WORK TO COMPLETE:
Return every line of the material below that contains the word "type", reproducing each such line in full.

>>>

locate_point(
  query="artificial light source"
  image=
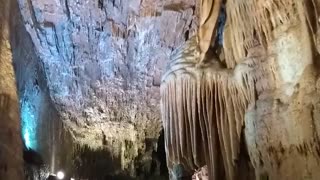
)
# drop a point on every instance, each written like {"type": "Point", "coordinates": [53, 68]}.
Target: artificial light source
{"type": "Point", "coordinates": [60, 175]}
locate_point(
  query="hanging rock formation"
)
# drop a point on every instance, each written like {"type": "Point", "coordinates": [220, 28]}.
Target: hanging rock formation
{"type": "Point", "coordinates": [273, 44]}
{"type": "Point", "coordinates": [88, 75]}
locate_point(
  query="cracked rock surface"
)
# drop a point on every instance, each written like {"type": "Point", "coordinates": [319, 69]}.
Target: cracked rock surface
{"type": "Point", "coordinates": [98, 65]}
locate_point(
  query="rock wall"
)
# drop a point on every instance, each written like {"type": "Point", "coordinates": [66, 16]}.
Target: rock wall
{"type": "Point", "coordinates": [11, 162]}
{"type": "Point", "coordinates": [89, 75]}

<<<

RESPONSE FOR THIS EXERCISE:
# drop a point on every instance, each written like {"type": "Point", "coordinates": [53, 68]}.
{"type": "Point", "coordinates": [60, 175]}
# drop a point on every instance, each written like {"type": "Point", "coordinates": [220, 28]}.
{"type": "Point", "coordinates": [273, 44]}
{"type": "Point", "coordinates": [88, 75]}
# drop a point on every instance, each written like {"type": "Point", "coordinates": [319, 69]}.
{"type": "Point", "coordinates": [98, 65]}
# drop a point on every instance, each written like {"type": "Point", "coordinates": [66, 16]}.
{"type": "Point", "coordinates": [11, 162]}
{"type": "Point", "coordinates": [89, 75]}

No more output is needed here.